## WHAT IS NEEDED
Each line of the listing must be transcribed exactly, except for the images, which should be excluded.

(Entries taken from a collection)
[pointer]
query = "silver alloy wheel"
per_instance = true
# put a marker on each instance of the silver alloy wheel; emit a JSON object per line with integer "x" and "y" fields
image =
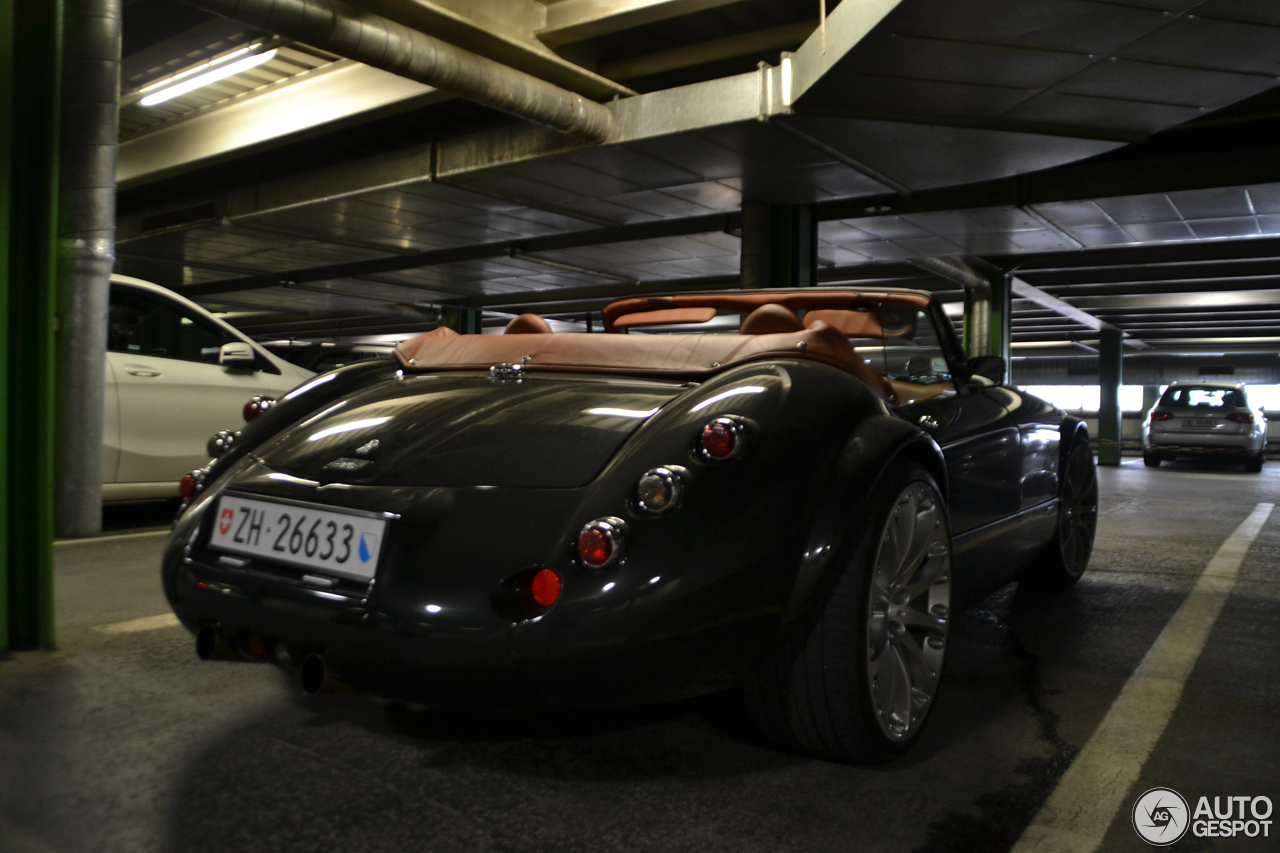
{"x": 1078, "y": 511}
{"x": 909, "y": 611}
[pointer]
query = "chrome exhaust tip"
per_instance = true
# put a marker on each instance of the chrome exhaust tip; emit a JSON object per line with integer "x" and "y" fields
{"x": 311, "y": 674}
{"x": 208, "y": 639}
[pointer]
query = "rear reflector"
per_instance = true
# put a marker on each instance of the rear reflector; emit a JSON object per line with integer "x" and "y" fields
{"x": 545, "y": 588}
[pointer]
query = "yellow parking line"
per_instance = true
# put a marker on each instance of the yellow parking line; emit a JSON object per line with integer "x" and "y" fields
{"x": 1077, "y": 815}
{"x": 145, "y": 624}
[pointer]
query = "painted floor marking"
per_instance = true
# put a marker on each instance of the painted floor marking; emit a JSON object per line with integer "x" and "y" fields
{"x": 1078, "y": 813}
{"x": 163, "y": 532}
{"x": 145, "y": 624}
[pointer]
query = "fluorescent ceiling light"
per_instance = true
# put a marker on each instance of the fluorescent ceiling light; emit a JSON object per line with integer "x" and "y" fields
{"x": 218, "y": 71}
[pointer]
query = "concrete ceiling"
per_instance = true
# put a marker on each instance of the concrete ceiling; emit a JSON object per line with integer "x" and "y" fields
{"x": 1123, "y": 146}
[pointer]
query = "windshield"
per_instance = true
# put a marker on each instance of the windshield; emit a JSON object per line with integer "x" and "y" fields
{"x": 1205, "y": 397}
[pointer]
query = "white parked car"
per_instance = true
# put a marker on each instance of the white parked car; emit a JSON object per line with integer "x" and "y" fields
{"x": 176, "y": 374}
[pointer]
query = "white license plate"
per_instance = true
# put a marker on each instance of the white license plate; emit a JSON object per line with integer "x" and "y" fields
{"x": 338, "y": 543}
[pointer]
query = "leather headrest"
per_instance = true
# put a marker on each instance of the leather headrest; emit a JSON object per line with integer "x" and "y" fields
{"x": 771, "y": 319}
{"x": 855, "y": 324}
{"x": 529, "y": 324}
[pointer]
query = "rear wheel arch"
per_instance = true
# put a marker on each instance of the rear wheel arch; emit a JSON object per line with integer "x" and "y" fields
{"x": 876, "y": 448}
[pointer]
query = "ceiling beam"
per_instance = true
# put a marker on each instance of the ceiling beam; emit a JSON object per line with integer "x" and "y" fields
{"x": 439, "y": 256}
{"x": 1068, "y": 310}
{"x": 568, "y": 21}
{"x": 759, "y": 41}
{"x": 1182, "y": 300}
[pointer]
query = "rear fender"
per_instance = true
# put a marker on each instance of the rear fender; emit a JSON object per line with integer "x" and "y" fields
{"x": 300, "y": 402}
{"x": 877, "y": 445}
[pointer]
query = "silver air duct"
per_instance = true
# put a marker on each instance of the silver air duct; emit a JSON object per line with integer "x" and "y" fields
{"x": 373, "y": 40}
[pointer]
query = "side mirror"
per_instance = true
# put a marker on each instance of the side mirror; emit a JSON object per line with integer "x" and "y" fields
{"x": 237, "y": 355}
{"x": 987, "y": 370}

## RESPONSE TO THE EXERCISE
[pointer]
query = "silver alloy wheel"
per_instance = true
# put a marker on each instance of the silver alloy wheel; emit a JSON object per line with integer "x" and "y" fields
image =
{"x": 1078, "y": 511}
{"x": 909, "y": 611}
[pointer]
query = "chrome exhaust tip"
per_instance = true
# put a marker on each instance of the chrome exhaust tip; emit a JSON object per line with integer "x" and "y" fields
{"x": 311, "y": 674}
{"x": 208, "y": 639}
[pointer]
query = "rear reflector"
per_instance = true
# put a marker on each instance of the rear reflector; emit a JSON object per line with integer "x" and "y" fields
{"x": 545, "y": 588}
[pointer]
query = "yellow parking line"
per_instance = true
# put a marker on each instance of the yellow parking line; emit a JSON object per line with integer "x" and "y" fields
{"x": 1077, "y": 815}
{"x": 145, "y": 624}
[pointer]
query = "painted floor marking"
per_instance = true
# put a marker on each instance of the painted floor marking; emit a JSON object per line with integer "x" and "y" fields
{"x": 1078, "y": 813}
{"x": 163, "y": 532}
{"x": 145, "y": 624}
[pointer]
query = "fluorescent ceiling light"
per_instance = true
# put a marker on each instance of the fluorescent ceiling light; emit a JSON object per line with integer "x" and "y" fields
{"x": 218, "y": 71}
[pointer]
query = "concrete ceiling"
per_instance = true
# put a marker on each instance of the concrete ceiling; emit a JSON object per line with integer "x" and "y" fields
{"x": 1123, "y": 146}
[pointer]
query = "windshield"
per_instance = true
# put a marker on each instance of the windshield; emit a JSON object per line with integer "x" and "y" fields
{"x": 1205, "y": 397}
[pointer]
query = "white parked car"
per_instance = true
# put a marker on each instance of the white parked car; emit a JSON object per line with integer "x" and "y" fields
{"x": 176, "y": 374}
[pointer]
query = "white license plate"
per_instance = true
# put a marker on each instance of the white license plate; emit a JSON object per line with integer "x" and "y" fields
{"x": 338, "y": 543}
[pointer]
query = "leather headrest"
per_instance = true
# put a marker on each instance of the leather headrest; emit a JSON object per line with integer "x" and "y" fields
{"x": 771, "y": 319}
{"x": 855, "y": 324}
{"x": 529, "y": 324}
[pointer]
query = "rear wheel arch"
per_instance = true
# put a marker on each instance of the rear wheel arch; emit a JSON object per line with integer "x" and "y" fields
{"x": 876, "y": 448}
[pointer]
query = "ceiling beam"
per_instance = true
# put a marker on each instance of the ceiling beam; emit a JSON object per line with integer "x" and "y" fields
{"x": 439, "y": 256}
{"x": 1068, "y": 310}
{"x": 568, "y": 21}
{"x": 759, "y": 41}
{"x": 1182, "y": 300}
[pointer]
query = "rear fender"
per_instance = true
# put a marker on each instance of the rear fender; emit a JSON object per line with integer "x" and "y" fields
{"x": 300, "y": 402}
{"x": 877, "y": 445}
[pointer]
query = "silver air duct"
per_instance = true
# put a marker on each instance of the silver air duct; emit a JSON object per line with integer "x" and "y" fields
{"x": 373, "y": 40}
[pointer]
query = "side mirror"
per_instance = true
# put a marker on each instance of the side mirror; emit a JSON object per line with integer "x" and "y" fields
{"x": 237, "y": 355}
{"x": 987, "y": 370}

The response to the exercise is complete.